Report only how many lines of the records contain the word "below".

Point-per-instance localization data:
- Opening Delimiter -
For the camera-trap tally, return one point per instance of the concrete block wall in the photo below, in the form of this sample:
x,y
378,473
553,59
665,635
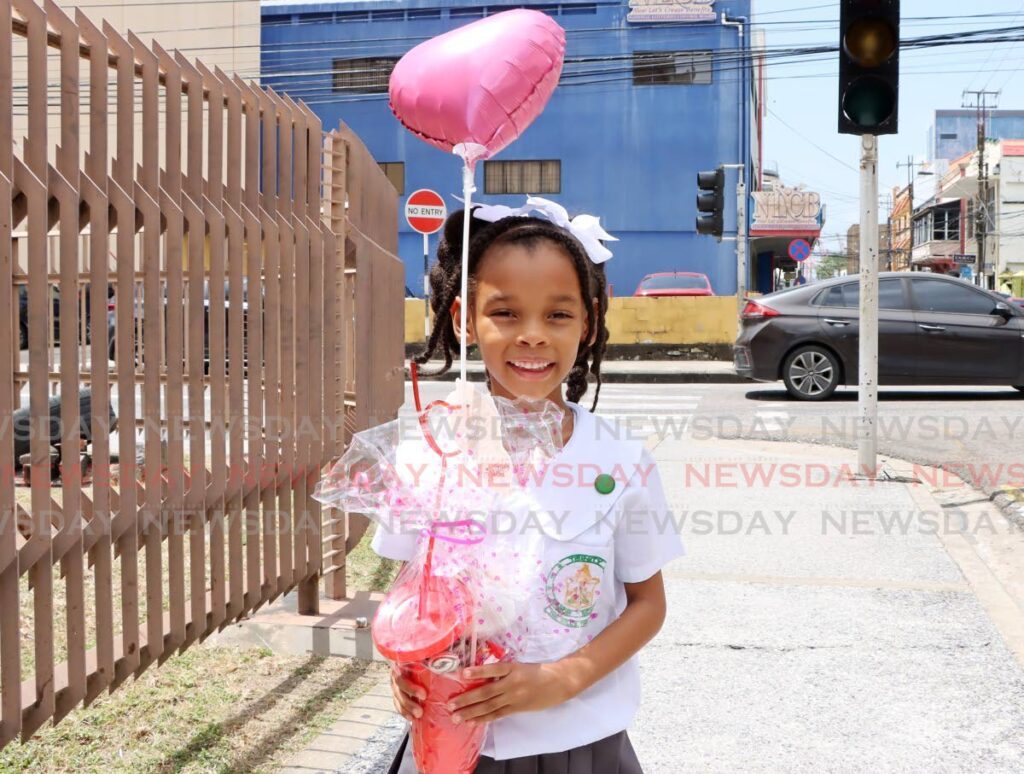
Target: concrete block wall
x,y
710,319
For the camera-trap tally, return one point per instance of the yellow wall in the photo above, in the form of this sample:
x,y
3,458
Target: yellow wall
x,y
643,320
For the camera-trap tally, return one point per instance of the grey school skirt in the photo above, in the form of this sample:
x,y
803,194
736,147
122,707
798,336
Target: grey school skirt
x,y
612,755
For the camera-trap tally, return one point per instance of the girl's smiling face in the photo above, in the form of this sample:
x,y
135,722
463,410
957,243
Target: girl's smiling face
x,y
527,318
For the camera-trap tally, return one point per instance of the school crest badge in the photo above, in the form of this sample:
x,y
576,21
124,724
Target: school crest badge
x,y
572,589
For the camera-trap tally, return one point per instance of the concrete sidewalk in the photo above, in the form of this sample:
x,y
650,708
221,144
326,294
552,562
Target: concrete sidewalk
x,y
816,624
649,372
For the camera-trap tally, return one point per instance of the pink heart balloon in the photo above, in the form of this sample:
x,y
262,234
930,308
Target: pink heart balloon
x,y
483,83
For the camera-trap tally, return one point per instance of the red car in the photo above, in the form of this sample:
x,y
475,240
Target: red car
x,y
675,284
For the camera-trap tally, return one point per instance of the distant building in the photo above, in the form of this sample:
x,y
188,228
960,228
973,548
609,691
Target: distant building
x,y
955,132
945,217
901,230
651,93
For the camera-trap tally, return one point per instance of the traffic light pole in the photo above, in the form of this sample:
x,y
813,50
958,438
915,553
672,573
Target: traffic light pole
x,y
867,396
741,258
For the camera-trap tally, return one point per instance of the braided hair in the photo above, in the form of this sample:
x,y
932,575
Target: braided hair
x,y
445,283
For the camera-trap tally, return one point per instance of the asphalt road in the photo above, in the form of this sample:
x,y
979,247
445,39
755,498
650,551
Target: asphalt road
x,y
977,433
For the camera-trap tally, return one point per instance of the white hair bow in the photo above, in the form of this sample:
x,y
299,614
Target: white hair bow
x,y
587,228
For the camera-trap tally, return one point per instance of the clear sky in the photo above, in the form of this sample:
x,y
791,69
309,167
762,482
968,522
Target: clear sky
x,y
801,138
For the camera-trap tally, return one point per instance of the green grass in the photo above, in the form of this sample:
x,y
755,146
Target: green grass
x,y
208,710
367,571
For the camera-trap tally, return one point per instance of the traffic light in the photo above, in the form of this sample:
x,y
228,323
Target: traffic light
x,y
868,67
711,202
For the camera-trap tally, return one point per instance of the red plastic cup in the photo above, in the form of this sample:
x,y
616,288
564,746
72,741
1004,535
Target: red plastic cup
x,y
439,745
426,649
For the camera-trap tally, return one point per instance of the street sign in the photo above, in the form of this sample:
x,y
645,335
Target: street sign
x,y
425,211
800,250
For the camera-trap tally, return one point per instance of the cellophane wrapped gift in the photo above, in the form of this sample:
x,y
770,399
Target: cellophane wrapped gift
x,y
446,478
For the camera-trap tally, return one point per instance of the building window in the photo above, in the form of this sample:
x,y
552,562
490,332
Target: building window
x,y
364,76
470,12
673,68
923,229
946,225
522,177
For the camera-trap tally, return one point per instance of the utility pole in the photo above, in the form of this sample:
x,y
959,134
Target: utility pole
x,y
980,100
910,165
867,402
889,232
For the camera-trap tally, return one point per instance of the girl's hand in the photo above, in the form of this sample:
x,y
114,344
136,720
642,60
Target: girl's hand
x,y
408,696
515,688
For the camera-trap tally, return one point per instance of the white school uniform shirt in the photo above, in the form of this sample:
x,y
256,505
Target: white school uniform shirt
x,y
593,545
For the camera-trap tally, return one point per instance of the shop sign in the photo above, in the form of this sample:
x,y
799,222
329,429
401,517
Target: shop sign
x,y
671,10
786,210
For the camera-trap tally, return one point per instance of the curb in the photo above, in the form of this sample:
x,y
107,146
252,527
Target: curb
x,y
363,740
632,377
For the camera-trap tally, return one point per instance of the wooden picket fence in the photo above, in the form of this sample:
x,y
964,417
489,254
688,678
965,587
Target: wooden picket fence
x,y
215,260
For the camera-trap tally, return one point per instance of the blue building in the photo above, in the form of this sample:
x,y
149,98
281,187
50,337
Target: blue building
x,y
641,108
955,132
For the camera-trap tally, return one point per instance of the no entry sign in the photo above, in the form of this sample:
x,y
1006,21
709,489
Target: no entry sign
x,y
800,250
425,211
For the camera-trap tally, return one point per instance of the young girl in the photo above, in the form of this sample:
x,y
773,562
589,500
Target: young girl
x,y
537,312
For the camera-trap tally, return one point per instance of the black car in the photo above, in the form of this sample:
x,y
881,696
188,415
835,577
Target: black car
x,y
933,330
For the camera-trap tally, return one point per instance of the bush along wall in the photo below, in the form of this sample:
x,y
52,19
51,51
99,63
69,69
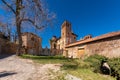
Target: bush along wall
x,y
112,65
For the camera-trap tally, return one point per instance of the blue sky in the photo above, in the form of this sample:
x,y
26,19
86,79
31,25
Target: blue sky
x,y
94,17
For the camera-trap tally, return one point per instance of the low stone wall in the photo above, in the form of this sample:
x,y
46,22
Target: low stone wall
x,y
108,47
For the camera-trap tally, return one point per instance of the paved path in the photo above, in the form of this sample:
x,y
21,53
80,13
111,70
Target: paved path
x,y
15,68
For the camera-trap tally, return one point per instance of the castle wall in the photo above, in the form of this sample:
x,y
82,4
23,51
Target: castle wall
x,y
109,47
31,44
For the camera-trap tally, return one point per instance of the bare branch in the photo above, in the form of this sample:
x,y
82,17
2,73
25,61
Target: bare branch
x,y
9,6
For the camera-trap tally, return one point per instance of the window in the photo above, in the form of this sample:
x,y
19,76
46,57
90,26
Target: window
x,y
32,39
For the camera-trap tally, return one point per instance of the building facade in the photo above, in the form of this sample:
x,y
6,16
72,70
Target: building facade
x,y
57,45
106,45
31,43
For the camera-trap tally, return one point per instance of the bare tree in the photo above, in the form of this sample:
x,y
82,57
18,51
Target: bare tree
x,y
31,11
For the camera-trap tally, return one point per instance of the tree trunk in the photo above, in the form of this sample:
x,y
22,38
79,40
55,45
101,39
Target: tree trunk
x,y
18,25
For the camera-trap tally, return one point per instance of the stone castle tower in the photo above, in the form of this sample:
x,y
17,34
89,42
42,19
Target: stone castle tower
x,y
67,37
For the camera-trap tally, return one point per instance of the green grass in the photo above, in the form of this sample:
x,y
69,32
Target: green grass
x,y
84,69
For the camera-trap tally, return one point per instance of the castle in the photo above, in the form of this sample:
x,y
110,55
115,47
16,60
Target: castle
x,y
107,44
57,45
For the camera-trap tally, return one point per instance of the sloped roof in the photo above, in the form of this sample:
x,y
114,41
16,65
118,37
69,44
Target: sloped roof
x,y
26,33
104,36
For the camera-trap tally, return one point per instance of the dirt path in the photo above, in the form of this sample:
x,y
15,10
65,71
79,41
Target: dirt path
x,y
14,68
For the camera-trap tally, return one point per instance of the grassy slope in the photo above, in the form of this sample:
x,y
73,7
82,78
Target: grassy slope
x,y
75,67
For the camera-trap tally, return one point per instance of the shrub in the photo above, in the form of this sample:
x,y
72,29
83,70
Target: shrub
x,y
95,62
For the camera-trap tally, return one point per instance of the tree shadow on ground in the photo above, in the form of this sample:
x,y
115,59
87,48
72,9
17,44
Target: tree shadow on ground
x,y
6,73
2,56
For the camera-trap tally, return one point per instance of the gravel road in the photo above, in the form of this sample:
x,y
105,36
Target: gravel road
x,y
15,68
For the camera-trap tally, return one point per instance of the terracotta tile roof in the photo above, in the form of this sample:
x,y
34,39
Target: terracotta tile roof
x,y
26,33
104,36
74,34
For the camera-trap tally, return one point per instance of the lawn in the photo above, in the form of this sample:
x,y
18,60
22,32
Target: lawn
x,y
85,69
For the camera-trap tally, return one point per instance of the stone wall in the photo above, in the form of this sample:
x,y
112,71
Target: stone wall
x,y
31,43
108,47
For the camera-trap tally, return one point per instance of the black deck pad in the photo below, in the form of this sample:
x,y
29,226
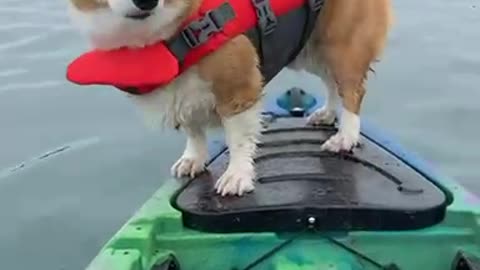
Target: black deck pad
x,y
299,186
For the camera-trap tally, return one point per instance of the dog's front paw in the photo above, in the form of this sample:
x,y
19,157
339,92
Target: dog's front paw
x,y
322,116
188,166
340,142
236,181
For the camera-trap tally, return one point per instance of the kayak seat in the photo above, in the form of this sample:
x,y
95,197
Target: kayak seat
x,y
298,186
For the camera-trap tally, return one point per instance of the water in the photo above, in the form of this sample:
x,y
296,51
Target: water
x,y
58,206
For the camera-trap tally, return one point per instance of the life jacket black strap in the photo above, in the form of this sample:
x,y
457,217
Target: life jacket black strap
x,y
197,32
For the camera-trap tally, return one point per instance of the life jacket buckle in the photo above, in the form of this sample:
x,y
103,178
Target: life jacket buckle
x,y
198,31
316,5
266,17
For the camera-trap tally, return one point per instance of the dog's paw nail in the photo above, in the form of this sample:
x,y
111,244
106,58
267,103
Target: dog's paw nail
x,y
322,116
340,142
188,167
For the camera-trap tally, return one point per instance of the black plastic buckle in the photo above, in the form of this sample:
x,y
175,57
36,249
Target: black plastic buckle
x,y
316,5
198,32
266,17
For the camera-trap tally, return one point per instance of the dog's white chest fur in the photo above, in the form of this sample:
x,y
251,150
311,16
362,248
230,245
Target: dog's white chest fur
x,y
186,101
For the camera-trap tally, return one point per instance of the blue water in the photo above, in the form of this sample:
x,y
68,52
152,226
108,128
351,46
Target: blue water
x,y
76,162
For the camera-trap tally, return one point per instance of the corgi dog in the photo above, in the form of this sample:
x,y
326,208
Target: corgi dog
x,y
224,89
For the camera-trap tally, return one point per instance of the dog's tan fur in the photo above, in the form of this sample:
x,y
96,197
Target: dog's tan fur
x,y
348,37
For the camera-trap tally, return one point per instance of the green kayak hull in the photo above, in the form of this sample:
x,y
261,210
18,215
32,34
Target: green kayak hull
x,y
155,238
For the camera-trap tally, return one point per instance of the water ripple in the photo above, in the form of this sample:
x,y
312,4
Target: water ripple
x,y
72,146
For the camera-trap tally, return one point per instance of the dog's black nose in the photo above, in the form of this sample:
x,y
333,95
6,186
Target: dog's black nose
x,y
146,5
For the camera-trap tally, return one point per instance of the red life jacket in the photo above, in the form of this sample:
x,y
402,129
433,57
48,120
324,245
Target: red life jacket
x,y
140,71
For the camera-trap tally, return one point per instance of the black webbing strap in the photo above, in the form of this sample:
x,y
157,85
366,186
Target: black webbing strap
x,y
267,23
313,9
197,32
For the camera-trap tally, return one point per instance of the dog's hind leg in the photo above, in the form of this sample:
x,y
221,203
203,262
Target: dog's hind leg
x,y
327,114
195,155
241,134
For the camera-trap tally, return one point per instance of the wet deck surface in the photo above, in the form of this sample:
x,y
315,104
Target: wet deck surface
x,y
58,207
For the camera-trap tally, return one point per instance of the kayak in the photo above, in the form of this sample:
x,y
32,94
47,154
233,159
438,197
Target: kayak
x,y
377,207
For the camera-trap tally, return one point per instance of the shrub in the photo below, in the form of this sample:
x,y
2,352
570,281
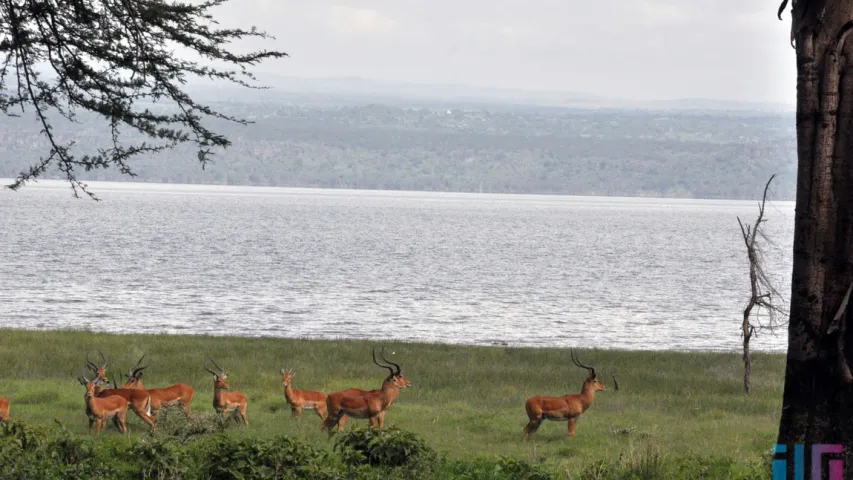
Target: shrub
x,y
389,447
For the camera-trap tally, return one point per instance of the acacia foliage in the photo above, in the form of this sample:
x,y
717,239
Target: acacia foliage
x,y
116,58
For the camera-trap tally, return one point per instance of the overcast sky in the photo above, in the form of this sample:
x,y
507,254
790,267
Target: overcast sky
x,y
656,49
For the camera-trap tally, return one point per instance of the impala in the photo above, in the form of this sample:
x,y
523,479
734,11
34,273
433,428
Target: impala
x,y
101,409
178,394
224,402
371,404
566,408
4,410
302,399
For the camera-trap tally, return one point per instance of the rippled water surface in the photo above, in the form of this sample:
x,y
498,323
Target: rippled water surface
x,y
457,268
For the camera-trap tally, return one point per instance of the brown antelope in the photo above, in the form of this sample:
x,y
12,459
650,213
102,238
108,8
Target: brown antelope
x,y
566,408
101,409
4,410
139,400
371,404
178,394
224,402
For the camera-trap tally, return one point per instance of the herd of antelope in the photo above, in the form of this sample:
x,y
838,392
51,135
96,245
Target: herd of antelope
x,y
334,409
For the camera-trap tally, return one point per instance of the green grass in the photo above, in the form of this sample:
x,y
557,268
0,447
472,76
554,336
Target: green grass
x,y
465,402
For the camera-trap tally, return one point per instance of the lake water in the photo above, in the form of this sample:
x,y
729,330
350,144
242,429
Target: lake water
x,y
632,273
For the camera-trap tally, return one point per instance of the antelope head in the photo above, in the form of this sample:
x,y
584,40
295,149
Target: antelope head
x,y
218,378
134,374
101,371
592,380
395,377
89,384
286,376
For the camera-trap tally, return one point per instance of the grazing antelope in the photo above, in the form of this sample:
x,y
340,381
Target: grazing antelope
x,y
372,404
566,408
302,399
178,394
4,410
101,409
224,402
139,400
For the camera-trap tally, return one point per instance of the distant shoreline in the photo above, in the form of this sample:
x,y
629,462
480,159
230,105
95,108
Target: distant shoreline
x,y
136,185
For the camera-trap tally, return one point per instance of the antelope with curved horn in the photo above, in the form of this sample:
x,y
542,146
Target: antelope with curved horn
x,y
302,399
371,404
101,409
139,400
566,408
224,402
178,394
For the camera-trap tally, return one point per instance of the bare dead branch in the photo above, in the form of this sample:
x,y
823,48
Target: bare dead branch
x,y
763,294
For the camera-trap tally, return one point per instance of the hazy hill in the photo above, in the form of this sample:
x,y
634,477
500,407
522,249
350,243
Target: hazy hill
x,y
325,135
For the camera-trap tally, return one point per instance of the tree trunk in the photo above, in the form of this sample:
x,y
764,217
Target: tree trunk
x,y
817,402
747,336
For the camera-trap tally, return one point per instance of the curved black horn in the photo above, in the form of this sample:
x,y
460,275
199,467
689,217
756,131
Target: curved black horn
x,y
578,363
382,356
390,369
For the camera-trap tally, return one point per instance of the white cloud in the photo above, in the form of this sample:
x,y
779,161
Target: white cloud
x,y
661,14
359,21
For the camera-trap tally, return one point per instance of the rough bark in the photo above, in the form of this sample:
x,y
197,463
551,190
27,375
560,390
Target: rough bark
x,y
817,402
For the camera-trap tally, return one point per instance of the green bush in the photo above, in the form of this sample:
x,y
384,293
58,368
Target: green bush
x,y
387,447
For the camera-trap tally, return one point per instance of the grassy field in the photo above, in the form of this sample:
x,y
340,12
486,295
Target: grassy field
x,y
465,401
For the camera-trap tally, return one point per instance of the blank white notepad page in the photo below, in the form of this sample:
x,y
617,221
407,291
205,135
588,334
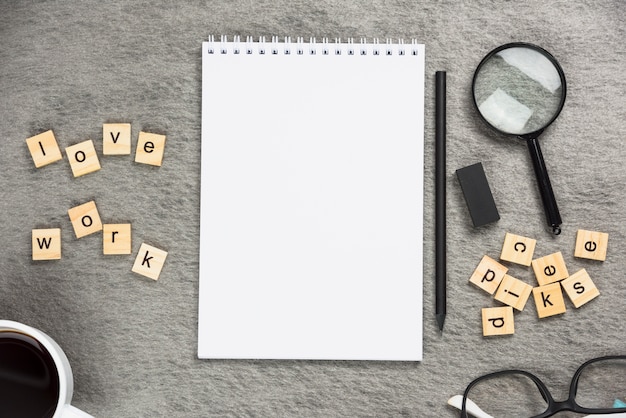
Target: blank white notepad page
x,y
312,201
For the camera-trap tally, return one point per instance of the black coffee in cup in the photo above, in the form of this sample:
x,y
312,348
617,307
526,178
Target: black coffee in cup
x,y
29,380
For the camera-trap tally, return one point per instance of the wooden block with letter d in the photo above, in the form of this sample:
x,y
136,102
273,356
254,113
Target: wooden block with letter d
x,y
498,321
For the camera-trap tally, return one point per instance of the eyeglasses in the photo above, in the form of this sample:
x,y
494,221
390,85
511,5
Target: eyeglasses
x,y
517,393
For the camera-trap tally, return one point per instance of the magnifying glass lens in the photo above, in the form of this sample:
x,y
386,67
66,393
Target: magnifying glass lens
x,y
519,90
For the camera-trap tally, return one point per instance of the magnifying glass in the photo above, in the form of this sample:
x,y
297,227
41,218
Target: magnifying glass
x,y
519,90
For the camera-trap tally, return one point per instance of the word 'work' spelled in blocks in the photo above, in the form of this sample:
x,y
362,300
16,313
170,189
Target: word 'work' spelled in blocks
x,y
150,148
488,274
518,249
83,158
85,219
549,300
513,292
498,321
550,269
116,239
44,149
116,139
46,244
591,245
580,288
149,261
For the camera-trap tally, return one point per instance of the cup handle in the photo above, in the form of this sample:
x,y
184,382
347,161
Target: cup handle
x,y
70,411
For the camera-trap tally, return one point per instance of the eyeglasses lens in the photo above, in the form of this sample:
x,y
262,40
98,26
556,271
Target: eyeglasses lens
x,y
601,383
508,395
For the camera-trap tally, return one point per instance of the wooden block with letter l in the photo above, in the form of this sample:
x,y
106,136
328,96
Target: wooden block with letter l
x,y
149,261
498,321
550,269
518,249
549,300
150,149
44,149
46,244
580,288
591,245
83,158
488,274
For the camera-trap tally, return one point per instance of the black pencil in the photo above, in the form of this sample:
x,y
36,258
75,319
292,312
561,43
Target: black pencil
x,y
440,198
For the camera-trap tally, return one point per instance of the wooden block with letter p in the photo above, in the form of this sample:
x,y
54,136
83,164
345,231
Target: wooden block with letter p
- Closing Delimiter -
Reply to the exercise -
5